> [WRITTEN INSTRUCTION]: Pull out each line of the material below that contains the word "metal" and copy those lines in the order they appear.

> [SUPPLIED DATA]:
+++
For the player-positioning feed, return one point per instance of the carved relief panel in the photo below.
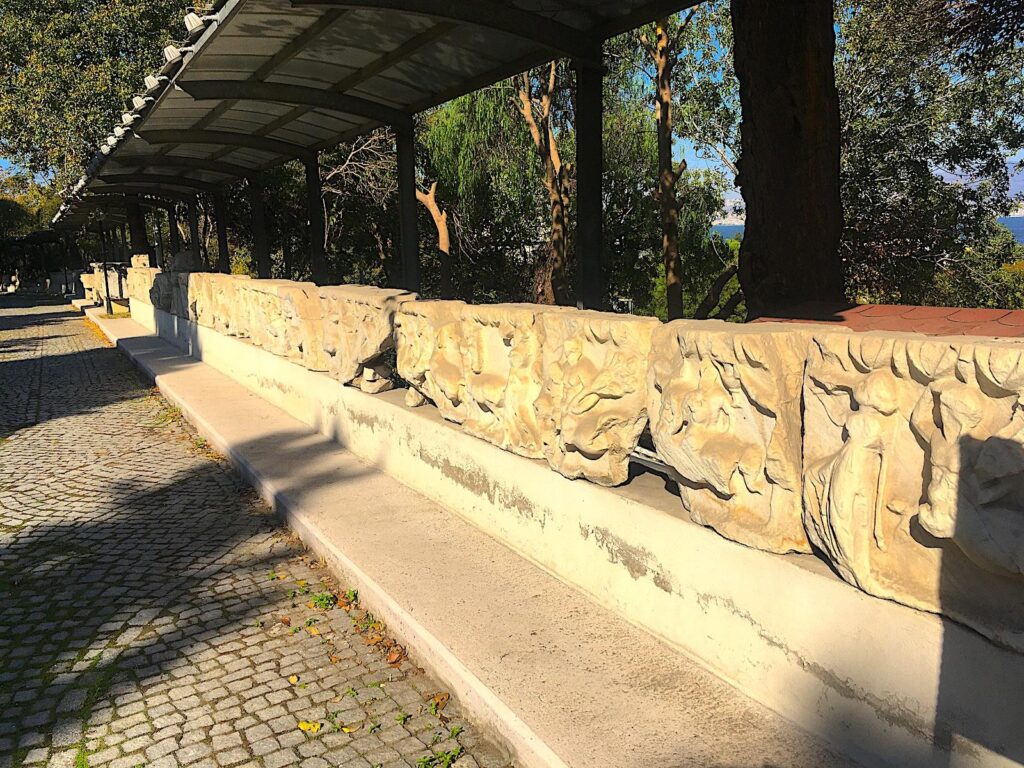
(914, 472)
(357, 327)
(502, 360)
(724, 402)
(593, 404)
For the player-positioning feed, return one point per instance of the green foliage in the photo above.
(67, 70)
(478, 150)
(26, 205)
(927, 134)
(991, 274)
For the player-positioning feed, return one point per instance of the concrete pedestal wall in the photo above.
(881, 681)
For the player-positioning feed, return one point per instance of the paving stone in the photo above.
(143, 623)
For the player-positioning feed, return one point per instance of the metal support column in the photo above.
(194, 244)
(220, 214)
(314, 206)
(158, 239)
(261, 248)
(408, 235)
(175, 235)
(104, 244)
(591, 283)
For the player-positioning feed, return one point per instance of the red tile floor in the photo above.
(934, 321)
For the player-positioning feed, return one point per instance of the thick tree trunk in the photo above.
(550, 282)
(788, 168)
(668, 174)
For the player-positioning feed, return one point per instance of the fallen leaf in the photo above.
(439, 701)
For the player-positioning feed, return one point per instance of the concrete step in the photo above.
(560, 680)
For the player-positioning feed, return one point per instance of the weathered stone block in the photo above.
(285, 320)
(724, 402)
(503, 375)
(593, 404)
(227, 308)
(913, 452)
(140, 281)
(429, 353)
(357, 328)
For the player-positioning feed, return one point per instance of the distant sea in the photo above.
(1013, 223)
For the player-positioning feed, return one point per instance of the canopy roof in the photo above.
(260, 82)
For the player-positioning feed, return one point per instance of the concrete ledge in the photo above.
(879, 680)
(559, 679)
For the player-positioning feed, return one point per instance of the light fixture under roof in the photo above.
(154, 82)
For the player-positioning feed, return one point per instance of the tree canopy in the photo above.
(68, 68)
(931, 100)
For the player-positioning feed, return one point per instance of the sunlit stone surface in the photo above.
(914, 472)
(724, 407)
(429, 354)
(502, 363)
(593, 404)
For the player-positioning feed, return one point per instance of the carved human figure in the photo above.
(429, 354)
(593, 406)
(724, 404)
(358, 331)
(845, 493)
(914, 479)
(502, 360)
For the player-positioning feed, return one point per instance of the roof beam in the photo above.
(556, 37)
(157, 179)
(644, 14)
(187, 164)
(225, 138)
(247, 90)
(122, 189)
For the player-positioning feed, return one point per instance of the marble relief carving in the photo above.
(724, 402)
(914, 472)
(357, 330)
(502, 363)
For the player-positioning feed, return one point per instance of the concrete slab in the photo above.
(560, 679)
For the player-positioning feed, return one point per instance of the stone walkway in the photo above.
(153, 612)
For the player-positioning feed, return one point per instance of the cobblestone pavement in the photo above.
(152, 610)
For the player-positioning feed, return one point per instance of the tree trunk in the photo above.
(429, 200)
(550, 282)
(788, 167)
(668, 175)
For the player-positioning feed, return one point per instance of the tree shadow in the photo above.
(980, 699)
(127, 580)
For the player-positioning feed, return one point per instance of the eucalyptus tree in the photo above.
(67, 70)
(930, 121)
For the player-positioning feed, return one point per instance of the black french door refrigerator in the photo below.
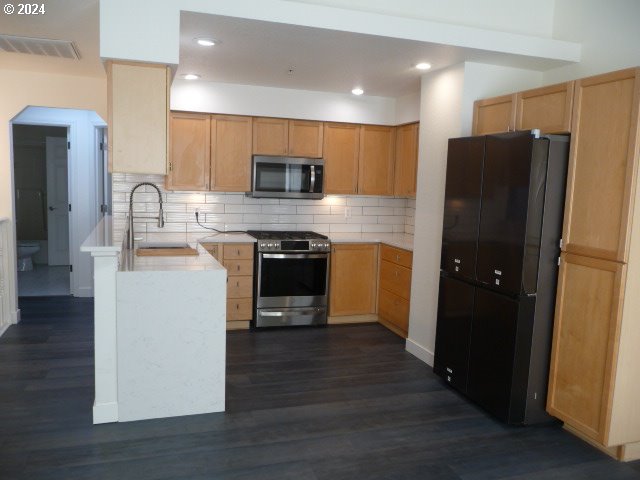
(504, 204)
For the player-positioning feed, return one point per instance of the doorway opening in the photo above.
(74, 195)
(41, 173)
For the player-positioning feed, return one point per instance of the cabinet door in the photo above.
(585, 337)
(463, 190)
(189, 157)
(375, 171)
(231, 153)
(602, 165)
(494, 115)
(547, 109)
(138, 106)
(341, 151)
(352, 287)
(453, 331)
(270, 136)
(305, 139)
(406, 167)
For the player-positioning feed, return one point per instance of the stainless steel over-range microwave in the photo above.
(287, 177)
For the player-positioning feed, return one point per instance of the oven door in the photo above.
(286, 280)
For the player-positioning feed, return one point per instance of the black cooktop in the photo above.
(286, 235)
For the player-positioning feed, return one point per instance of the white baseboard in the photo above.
(420, 352)
(3, 328)
(105, 412)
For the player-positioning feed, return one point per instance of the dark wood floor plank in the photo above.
(342, 402)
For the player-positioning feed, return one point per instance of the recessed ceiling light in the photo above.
(207, 42)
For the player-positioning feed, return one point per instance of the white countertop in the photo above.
(399, 240)
(227, 238)
(203, 261)
(100, 240)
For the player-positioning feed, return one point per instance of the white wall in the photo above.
(281, 102)
(440, 119)
(407, 108)
(608, 31)
(82, 182)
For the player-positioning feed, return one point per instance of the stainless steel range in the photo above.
(291, 279)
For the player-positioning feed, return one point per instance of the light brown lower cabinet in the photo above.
(237, 258)
(395, 289)
(593, 379)
(353, 279)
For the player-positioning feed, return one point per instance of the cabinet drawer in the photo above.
(212, 248)
(395, 278)
(394, 309)
(239, 309)
(238, 251)
(239, 286)
(238, 267)
(397, 255)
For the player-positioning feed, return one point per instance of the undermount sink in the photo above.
(163, 245)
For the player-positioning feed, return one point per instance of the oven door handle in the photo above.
(294, 255)
(312, 185)
(313, 311)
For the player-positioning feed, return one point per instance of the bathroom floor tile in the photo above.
(44, 280)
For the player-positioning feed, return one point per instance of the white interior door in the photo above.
(57, 201)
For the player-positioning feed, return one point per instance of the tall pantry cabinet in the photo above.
(593, 384)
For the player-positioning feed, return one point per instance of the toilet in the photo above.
(25, 251)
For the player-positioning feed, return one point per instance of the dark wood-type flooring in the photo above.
(342, 402)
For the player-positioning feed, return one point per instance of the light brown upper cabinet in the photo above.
(138, 102)
(305, 138)
(602, 165)
(279, 136)
(376, 160)
(547, 109)
(189, 153)
(231, 153)
(341, 152)
(406, 160)
(494, 115)
(209, 152)
(353, 279)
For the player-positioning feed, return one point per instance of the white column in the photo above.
(105, 406)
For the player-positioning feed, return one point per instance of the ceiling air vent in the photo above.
(39, 46)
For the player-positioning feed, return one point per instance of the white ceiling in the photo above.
(74, 20)
(256, 52)
(262, 53)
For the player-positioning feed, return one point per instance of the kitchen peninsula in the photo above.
(159, 332)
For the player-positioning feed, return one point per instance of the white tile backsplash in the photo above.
(236, 211)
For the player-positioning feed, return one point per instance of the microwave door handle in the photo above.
(312, 183)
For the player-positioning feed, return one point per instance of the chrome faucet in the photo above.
(160, 217)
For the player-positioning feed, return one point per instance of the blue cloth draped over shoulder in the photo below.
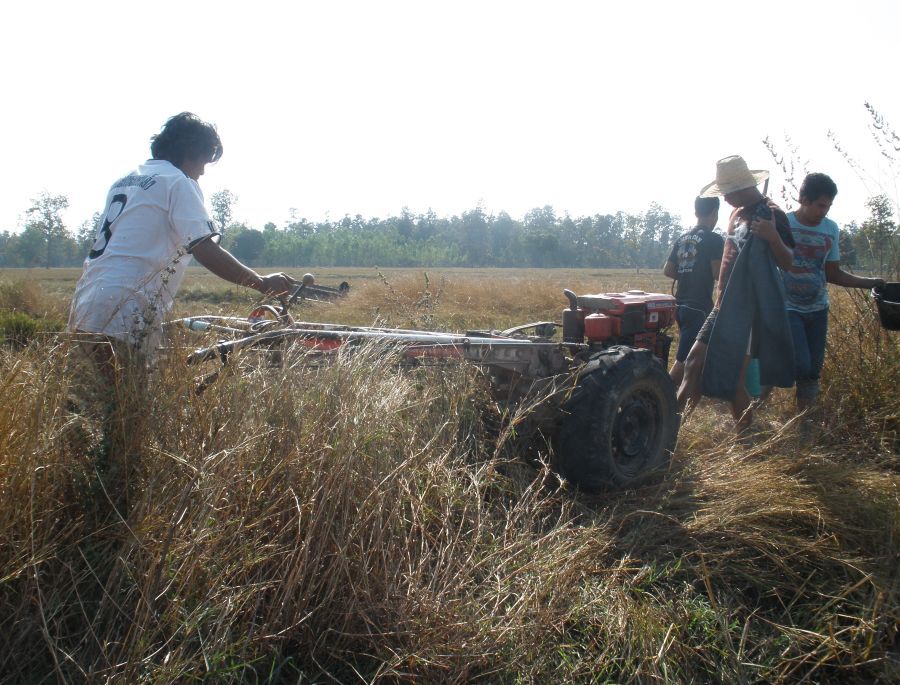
(754, 300)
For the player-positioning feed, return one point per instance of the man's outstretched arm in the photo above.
(226, 266)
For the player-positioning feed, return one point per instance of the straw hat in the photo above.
(733, 175)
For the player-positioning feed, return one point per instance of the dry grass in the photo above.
(354, 523)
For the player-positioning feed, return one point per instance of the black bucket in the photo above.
(887, 299)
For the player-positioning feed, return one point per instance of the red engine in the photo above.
(633, 318)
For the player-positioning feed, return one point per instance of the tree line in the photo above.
(475, 238)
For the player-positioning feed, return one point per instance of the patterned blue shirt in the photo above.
(805, 281)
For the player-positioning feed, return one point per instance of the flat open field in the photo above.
(458, 298)
(355, 522)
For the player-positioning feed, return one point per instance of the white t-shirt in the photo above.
(153, 217)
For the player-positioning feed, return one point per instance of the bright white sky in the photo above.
(337, 108)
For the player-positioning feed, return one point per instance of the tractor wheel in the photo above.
(620, 422)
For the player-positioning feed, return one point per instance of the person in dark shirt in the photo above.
(694, 265)
(753, 215)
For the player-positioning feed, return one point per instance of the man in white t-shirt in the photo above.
(154, 222)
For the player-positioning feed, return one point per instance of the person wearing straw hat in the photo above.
(816, 262)
(749, 318)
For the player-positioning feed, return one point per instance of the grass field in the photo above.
(353, 523)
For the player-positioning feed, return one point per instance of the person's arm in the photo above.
(224, 265)
(765, 230)
(834, 274)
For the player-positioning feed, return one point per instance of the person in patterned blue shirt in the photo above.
(816, 262)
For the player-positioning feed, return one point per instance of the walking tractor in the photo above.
(609, 407)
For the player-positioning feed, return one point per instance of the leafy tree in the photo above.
(223, 202)
(86, 234)
(45, 220)
(880, 233)
(248, 245)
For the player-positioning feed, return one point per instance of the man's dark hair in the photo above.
(817, 185)
(186, 137)
(704, 206)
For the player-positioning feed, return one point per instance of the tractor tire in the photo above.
(621, 421)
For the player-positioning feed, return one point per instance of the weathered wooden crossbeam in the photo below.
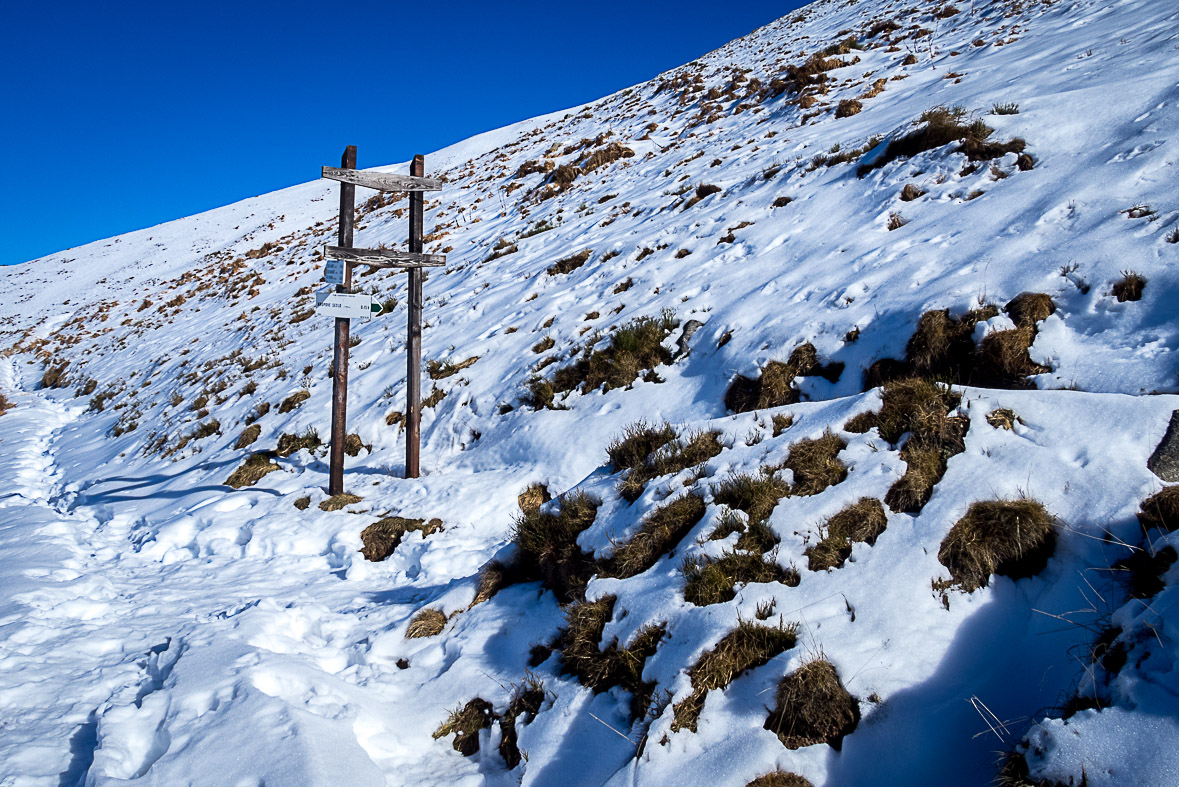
(383, 257)
(382, 180)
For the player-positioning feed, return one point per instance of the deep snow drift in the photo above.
(162, 627)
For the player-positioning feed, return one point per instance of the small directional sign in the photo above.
(346, 305)
(334, 271)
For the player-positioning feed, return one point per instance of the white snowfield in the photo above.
(159, 627)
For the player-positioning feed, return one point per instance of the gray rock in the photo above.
(1165, 461)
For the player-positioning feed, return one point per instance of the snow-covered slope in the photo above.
(160, 627)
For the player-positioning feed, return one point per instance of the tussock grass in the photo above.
(634, 348)
(812, 707)
(1160, 510)
(465, 723)
(604, 668)
(816, 463)
(383, 536)
(1012, 539)
(336, 502)
(251, 471)
(548, 546)
(712, 581)
(746, 647)
(774, 387)
(862, 522)
(1128, 288)
(427, 622)
(660, 533)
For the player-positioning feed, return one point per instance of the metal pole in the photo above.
(340, 358)
(414, 338)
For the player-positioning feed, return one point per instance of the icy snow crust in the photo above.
(158, 627)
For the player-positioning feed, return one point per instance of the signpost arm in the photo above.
(340, 358)
(414, 342)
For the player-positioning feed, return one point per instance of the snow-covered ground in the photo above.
(160, 627)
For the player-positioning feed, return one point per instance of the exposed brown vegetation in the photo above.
(862, 522)
(812, 707)
(1012, 539)
(746, 647)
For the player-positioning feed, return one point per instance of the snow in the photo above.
(160, 628)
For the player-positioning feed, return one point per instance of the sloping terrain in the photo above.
(842, 351)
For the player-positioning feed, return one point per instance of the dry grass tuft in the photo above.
(812, 707)
(862, 522)
(746, 647)
(382, 537)
(466, 722)
(1128, 288)
(816, 463)
(779, 779)
(660, 533)
(340, 501)
(1160, 510)
(248, 437)
(548, 546)
(1012, 539)
(712, 581)
(775, 385)
(533, 496)
(604, 668)
(255, 467)
(428, 622)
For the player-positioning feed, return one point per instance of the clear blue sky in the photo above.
(124, 114)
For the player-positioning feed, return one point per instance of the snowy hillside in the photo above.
(788, 422)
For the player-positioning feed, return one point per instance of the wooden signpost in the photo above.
(343, 304)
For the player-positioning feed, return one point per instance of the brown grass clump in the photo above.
(746, 647)
(255, 467)
(775, 385)
(712, 581)
(779, 779)
(1128, 288)
(428, 622)
(382, 537)
(848, 107)
(757, 495)
(816, 463)
(942, 126)
(248, 437)
(659, 534)
(812, 707)
(533, 496)
(308, 438)
(466, 722)
(548, 546)
(634, 348)
(294, 401)
(1012, 539)
(1002, 359)
(863, 521)
(1160, 510)
(1029, 308)
(340, 501)
(604, 668)
(570, 264)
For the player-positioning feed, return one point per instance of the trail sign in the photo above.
(334, 271)
(346, 305)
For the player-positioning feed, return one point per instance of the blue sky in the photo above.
(125, 114)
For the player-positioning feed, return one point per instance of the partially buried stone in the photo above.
(1165, 461)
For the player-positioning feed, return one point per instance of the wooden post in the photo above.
(414, 341)
(340, 358)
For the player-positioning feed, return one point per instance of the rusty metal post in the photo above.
(340, 358)
(414, 339)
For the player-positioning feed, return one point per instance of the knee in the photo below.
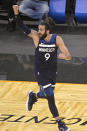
(21, 8)
(49, 91)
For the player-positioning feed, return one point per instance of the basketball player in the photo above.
(45, 64)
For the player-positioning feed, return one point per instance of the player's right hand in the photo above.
(15, 8)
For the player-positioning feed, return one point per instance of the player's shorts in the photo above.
(46, 78)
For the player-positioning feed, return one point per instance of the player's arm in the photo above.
(64, 51)
(30, 32)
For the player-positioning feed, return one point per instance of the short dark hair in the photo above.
(48, 23)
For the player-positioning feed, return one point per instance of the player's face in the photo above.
(42, 31)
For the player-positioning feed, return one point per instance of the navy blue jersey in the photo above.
(46, 54)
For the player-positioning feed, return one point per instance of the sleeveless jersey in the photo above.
(46, 54)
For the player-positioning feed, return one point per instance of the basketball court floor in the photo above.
(71, 100)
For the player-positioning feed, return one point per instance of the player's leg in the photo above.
(52, 106)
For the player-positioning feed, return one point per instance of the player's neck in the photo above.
(48, 37)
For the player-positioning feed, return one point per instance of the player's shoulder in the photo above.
(58, 37)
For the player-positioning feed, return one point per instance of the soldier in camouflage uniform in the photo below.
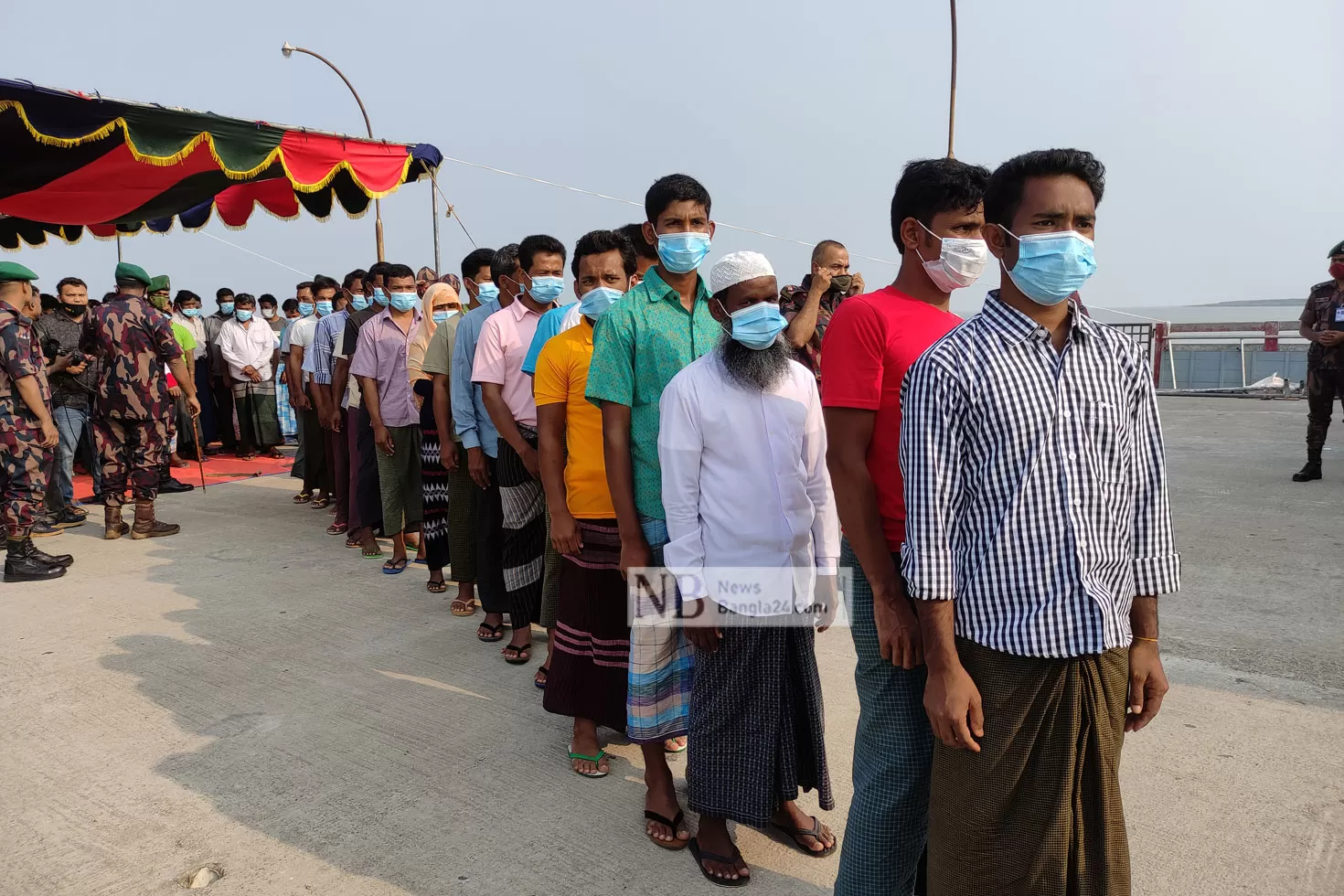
+++
> [SOLUTION TO THIS EXERCISE]:
For the player-positioning feed, return one point per instance of the metal support column in the photo above.
For the player-positioning feed, return one point per instance of the metal pole in the photo above.
For the player-positioning feed, return one point per instance of the rusty metal post in the photo above.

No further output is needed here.